What to do
Extract every line of the listing below that contains the string "cloudy". Letter case must match.

Extracted entries
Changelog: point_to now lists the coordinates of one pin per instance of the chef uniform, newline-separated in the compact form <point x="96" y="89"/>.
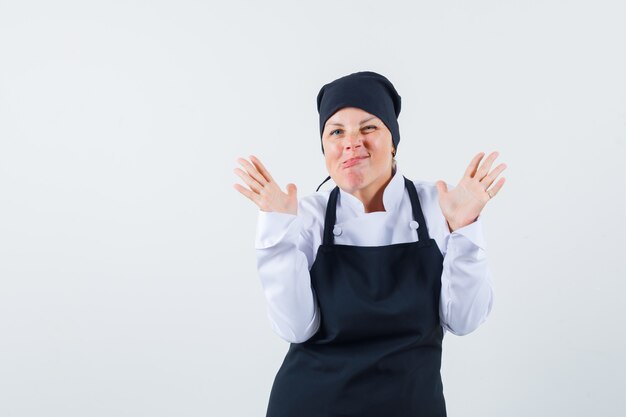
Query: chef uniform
<point x="371" y="344"/>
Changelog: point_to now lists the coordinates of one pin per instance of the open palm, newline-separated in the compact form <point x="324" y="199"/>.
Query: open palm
<point x="263" y="190"/>
<point x="463" y="204"/>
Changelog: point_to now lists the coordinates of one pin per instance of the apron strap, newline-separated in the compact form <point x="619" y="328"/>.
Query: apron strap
<point x="331" y="217"/>
<point x="331" y="214"/>
<point x="418" y="216"/>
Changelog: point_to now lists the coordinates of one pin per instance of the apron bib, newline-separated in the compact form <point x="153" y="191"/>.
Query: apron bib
<point x="377" y="352"/>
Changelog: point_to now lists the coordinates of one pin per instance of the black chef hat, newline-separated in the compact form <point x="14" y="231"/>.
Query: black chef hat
<point x="366" y="90"/>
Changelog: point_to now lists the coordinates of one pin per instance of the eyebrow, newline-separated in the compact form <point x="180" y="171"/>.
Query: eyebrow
<point x="362" y="121"/>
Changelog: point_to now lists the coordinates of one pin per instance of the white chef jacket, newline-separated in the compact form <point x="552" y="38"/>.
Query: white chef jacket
<point x="286" y="246"/>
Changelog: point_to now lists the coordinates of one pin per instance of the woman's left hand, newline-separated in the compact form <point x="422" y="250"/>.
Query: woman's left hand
<point x="462" y="205"/>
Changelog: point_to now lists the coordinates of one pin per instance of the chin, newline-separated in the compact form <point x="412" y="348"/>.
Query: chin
<point x="351" y="182"/>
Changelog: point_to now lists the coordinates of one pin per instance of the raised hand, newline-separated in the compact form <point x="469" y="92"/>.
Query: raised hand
<point x="462" y="205"/>
<point x="264" y="191"/>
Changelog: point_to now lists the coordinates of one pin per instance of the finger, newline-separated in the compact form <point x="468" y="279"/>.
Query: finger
<point x="489" y="179"/>
<point x="253" y="184"/>
<point x="486" y="165"/>
<point x="494" y="190"/>
<point x="252" y="171"/>
<point x="471" y="168"/>
<point x="252" y="196"/>
<point x="261" y="168"/>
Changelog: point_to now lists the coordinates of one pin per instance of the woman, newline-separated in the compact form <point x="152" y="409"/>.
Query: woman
<point x="355" y="278"/>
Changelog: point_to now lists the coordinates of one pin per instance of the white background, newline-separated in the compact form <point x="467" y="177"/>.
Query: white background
<point x="128" y="280"/>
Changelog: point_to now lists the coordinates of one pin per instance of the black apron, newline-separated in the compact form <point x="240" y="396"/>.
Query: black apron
<point x="377" y="352"/>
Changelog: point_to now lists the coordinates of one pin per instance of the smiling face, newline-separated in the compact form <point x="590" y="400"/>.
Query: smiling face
<point x="358" y="150"/>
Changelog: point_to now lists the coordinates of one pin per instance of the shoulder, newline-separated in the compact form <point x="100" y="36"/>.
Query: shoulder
<point x="312" y="208"/>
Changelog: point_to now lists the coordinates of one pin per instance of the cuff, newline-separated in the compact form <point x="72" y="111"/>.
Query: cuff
<point x="472" y="232"/>
<point x="274" y="227"/>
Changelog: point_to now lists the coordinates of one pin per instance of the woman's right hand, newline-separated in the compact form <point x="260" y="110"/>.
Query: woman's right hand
<point x="264" y="191"/>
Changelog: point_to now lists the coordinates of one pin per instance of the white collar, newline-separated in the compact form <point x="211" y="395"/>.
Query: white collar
<point x="392" y="196"/>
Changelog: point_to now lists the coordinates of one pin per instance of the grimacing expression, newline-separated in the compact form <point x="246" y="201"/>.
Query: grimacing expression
<point x="358" y="149"/>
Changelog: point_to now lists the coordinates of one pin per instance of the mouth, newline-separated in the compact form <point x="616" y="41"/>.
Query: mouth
<point x="353" y="161"/>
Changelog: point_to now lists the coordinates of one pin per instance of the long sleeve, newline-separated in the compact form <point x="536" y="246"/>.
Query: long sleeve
<point x="466" y="290"/>
<point x="283" y="252"/>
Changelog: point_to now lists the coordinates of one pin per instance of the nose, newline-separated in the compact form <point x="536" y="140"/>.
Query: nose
<point x="354" y="140"/>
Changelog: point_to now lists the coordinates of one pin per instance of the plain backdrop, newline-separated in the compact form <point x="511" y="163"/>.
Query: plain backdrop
<point x="128" y="281"/>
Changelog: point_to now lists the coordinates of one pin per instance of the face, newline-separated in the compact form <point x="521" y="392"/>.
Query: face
<point x="358" y="150"/>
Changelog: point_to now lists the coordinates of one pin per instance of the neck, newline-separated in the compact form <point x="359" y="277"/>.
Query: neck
<point x="372" y="196"/>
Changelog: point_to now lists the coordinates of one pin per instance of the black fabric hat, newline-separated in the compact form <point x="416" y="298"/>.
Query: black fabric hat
<point x="366" y="90"/>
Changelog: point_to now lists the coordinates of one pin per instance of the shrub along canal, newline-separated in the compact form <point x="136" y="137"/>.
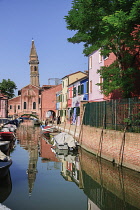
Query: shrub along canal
<point x="41" y="179"/>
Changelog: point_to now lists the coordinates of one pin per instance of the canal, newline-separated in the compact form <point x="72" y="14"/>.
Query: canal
<point x="41" y="179"/>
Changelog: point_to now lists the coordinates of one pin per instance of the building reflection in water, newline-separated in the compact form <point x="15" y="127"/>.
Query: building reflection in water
<point x="31" y="140"/>
<point x="5" y="187"/>
<point x="106" y="186"/>
<point x="29" y="136"/>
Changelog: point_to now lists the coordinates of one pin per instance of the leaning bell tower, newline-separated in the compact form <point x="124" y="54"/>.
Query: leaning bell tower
<point x="33" y="62"/>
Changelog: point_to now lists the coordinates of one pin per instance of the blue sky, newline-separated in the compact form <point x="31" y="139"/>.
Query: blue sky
<point x="42" y="20"/>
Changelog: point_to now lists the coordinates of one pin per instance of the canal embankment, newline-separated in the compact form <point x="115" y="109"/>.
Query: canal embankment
<point x="121" y="148"/>
<point x="109" y="180"/>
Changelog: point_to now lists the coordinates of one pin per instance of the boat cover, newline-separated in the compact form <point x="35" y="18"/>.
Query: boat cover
<point x="3" y="157"/>
<point x="65" y="138"/>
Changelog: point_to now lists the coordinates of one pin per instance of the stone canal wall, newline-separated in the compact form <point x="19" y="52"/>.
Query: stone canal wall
<point x="118" y="147"/>
<point x="122" y="182"/>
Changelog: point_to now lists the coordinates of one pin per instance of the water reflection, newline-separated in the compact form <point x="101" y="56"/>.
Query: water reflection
<point x="106" y="186"/>
<point x="5" y="187"/>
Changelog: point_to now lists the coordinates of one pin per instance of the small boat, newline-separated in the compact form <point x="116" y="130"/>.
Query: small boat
<point x="9" y="127"/>
<point x="5" y="163"/>
<point x="5" y="188"/>
<point x="51" y="129"/>
<point x="7" y="136"/>
<point x="4" y="145"/>
<point x="64" y="141"/>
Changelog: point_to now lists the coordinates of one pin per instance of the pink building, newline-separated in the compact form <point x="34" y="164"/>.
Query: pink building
<point x="96" y="61"/>
<point x="3" y="105"/>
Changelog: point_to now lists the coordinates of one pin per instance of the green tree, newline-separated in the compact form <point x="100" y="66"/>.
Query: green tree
<point x="111" y="26"/>
<point x="8" y="87"/>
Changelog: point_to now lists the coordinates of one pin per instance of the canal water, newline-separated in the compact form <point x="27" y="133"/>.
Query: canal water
<point x="42" y="179"/>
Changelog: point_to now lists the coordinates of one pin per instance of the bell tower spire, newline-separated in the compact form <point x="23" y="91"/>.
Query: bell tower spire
<point x="33" y="62"/>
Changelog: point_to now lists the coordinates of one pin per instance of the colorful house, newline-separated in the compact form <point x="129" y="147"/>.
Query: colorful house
<point x="66" y="81"/>
<point x="3" y="106"/>
<point x="96" y="61"/>
<point x="77" y="92"/>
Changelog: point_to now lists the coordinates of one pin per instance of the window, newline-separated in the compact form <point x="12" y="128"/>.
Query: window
<point x="74" y="91"/>
<point x="87" y="87"/>
<point x="100" y="57"/>
<point x="79" y="89"/>
<point x="100" y="81"/>
<point x="24" y="105"/>
<point x="82" y="88"/>
<point x="34" y="105"/>
<point x="90" y="86"/>
<point x="90" y="62"/>
<point x="63" y="84"/>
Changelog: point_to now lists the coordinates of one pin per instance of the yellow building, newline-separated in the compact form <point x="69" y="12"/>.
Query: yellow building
<point x="66" y="81"/>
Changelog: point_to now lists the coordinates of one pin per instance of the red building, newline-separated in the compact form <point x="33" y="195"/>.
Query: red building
<point x="33" y="99"/>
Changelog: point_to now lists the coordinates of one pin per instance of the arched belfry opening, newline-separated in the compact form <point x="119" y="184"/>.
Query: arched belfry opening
<point x="34" y="62"/>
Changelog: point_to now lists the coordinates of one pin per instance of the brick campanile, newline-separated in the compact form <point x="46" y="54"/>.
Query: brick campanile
<point x="33" y="62"/>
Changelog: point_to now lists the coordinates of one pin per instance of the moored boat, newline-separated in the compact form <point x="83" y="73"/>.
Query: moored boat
<point x="5" y="163"/>
<point x="4" y="145"/>
<point x="7" y="136"/>
<point x="64" y="141"/>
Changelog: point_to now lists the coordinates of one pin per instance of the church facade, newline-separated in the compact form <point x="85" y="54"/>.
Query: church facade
<point x="29" y="99"/>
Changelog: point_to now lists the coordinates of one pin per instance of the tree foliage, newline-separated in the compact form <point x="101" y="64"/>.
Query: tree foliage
<point x="8" y="87"/>
<point x="112" y="26"/>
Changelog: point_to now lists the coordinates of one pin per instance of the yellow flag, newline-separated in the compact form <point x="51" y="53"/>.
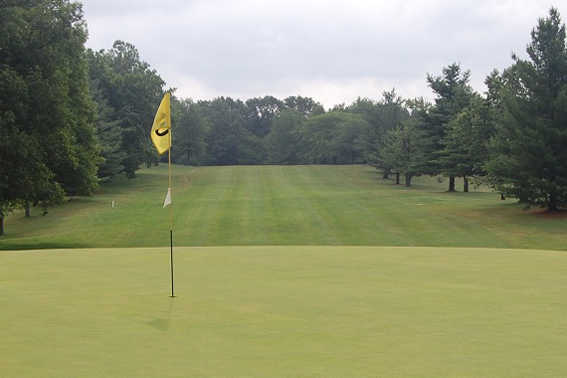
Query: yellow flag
<point x="161" y="129"/>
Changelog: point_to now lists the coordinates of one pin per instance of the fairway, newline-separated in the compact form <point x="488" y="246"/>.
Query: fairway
<point x="284" y="271"/>
<point x="284" y="312"/>
<point x="285" y="205"/>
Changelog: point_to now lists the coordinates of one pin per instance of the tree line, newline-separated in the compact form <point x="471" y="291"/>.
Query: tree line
<point x="71" y="118"/>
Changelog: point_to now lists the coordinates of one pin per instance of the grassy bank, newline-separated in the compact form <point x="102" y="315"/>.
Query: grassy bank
<point x="285" y="205"/>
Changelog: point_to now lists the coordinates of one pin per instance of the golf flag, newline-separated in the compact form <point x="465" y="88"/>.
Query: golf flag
<point x="167" y="200"/>
<point x="161" y="128"/>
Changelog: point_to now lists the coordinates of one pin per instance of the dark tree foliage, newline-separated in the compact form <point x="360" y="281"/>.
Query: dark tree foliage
<point x="330" y="138"/>
<point x="529" y="158"/>
<point x="453" y="93"/>
<point x="127" y="92"/>
<point x="285" y="138"/>
<point x="190" y="131"/>
<point x="260" y="112"/>
<point x="48" y="138"/>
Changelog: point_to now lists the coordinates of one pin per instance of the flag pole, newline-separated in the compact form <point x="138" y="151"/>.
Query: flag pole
<point x="170" y="214"/>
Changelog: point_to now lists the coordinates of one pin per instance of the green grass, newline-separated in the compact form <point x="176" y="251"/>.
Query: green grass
<point x="301" y="278"/>
<point x="285" y="205"/>
<point x="284" y="312"/>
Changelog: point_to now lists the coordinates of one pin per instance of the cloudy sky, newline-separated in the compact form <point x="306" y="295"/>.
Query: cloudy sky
<point x="333" y="51"/>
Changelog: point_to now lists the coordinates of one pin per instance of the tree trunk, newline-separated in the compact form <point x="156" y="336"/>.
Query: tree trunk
<point x="451" y="183"/>
<point x="408" y="179"/>
<point x="552" y="203"/>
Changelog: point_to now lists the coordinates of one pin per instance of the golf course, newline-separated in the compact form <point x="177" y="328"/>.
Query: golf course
<point x="284" y="271"/>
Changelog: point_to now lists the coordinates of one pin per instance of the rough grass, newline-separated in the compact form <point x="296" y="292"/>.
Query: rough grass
<point x="285" y="205"/>
<point x="284" y="312"/>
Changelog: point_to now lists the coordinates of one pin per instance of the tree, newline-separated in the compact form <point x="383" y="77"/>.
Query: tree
<point x="260" y="112"/>
<point x="529" y="158"/>
<point x="190" y="130"/>
<point x="45" y="109"/>
<point x="330" y="138"/>
<point x="405" y="146"/>
<point x="466" y="141"/>
<point x="284" y="138"/>
<point x="453" y="93"/>
<point x="126" y="90"/>
<point x="304" y="105"/>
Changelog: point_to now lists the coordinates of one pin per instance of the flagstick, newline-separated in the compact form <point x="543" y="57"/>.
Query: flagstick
<point x="170" y="215"/>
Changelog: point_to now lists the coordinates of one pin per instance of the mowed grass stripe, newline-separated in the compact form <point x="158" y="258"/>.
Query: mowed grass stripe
<point x="286" y="205"/>
<point x="284" y="311"/>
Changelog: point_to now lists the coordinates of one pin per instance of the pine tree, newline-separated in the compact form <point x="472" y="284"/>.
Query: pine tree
<point x="529" y="158"/>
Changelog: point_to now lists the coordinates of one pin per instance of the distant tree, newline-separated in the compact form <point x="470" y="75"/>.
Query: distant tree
<point x="127" y="91"/>
<point x="453" y="93"/>
<point x="190" y="128"/>
<point x="284" y="138"/>
<point x="260" y="112"/>
<point x="382" y="116"/>
<point x="404" y="146"/>
<point x="529" y="158"/>
<point x="330" y="138"/>
<point x="466" y="139"/>
<point x="304" y="105"/>
<point x="45" y="109"/>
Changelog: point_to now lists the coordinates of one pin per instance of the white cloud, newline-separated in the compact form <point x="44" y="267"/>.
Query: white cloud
<point x="333" y="51"/>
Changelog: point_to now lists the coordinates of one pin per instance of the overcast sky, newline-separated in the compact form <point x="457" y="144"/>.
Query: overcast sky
<point x="333" y="51"/>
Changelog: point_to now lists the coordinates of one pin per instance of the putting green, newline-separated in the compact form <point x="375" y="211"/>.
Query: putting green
<point x="284" y="312"/>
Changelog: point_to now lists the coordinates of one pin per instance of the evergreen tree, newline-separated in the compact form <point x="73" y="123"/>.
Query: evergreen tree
<point x="45" y="109"/>
<point x="453" y="93"/>
<point x="529" y="158"/>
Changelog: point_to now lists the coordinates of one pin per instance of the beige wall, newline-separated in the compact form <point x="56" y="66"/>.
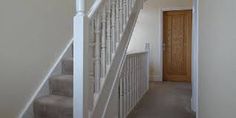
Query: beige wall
<point x="148" y="30"/>
<point x="217" y="59"/>
<point x="33" y="33"/>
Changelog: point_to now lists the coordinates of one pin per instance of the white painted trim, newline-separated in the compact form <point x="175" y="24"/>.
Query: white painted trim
<point x="195" y="48"/>
<point x="161" y="32"/>
<point x="31" y="100"/>
<point x="194" y="101"/>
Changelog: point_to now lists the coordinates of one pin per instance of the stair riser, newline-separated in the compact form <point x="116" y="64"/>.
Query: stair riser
<point x="42" y="111"/>
<point x="61" y="87"/>
<point x="67" y="67"/>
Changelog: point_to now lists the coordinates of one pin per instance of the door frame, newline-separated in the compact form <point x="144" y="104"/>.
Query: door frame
<point x="162" y="10"/>
<point x="195" y="48"/>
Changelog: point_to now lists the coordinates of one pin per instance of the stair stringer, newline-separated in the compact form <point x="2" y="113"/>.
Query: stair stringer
<point x="105" y="103"/>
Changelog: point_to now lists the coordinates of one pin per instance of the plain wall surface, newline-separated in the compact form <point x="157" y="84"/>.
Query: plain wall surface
<point x="217" y="59"/>
<point x="33" y="33"/>
<point x="148" y="30"/>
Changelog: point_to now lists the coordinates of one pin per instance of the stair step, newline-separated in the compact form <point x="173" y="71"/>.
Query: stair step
<point x="61" y="85"/>
<point x="53" y="106"/>
<point x="67" y="66"/>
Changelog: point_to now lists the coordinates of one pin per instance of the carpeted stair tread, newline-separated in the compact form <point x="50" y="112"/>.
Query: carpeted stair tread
<point x="61" y="85"/>
<point x="67" y="66"/>
<point x="53" y="106"/>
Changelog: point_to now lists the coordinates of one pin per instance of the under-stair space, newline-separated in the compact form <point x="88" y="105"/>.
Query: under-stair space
<point x="98" y="65"/>
<point x="59" y="104"/>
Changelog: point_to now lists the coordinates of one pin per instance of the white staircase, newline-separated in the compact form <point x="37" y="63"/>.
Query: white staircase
<point x="102" y="35"/>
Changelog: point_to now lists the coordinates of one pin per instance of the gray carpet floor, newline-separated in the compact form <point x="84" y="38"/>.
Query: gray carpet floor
<point x="165" y="100"/>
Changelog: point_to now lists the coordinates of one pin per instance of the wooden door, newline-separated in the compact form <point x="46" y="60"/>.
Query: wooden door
<point x="177" y="45"/>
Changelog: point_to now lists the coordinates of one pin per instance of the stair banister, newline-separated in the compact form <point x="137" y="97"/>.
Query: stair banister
<point x="81" y="44"/>
<point x="101" y="37"/>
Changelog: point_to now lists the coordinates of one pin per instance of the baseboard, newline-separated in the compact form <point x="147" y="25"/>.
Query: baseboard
<point x="155" y="78"/>
<point x="28" y="106"/>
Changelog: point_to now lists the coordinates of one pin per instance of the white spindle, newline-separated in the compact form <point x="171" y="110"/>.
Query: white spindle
<point x="113" y="28"/>
<point x="97" y="52"/>
<point x="121" y="16"/>
<point x="117" y="22"/>
<point x="103" y="45"/>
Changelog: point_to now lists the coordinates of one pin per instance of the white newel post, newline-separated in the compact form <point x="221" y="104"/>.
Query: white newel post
<point x="81" y="46"/>
<point x="148" y="49"/>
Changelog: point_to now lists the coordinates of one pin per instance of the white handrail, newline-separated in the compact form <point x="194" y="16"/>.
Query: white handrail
<point x="102" y="35"/>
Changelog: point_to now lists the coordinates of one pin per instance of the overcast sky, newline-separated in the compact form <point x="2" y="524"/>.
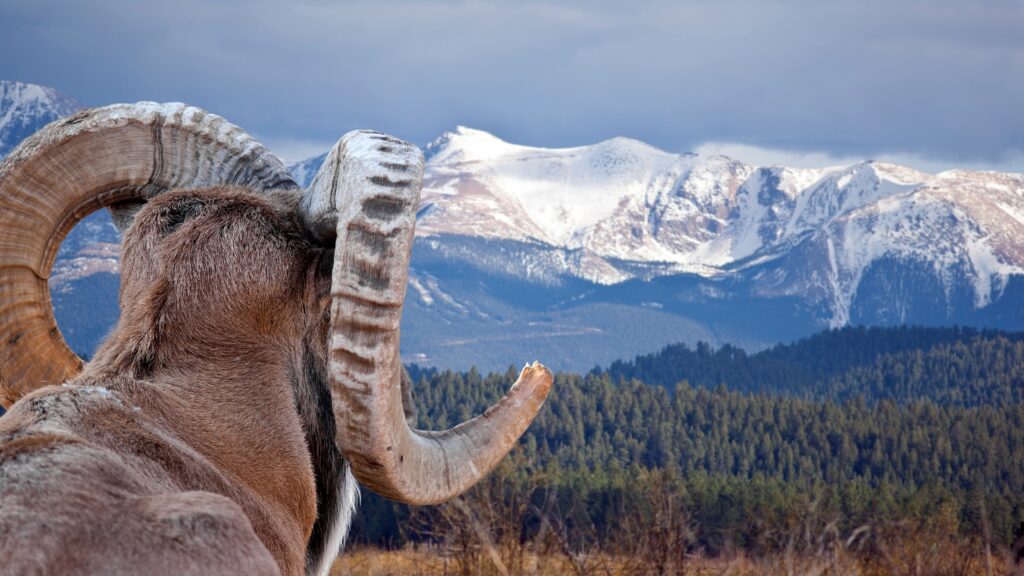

Solution for this exercise
Changelog: point_to now lists the coordinates of one pin per instance of the cloudy sky, newline-separated in the compact form <point x="306" y="295"/>.
Query: cloudy sky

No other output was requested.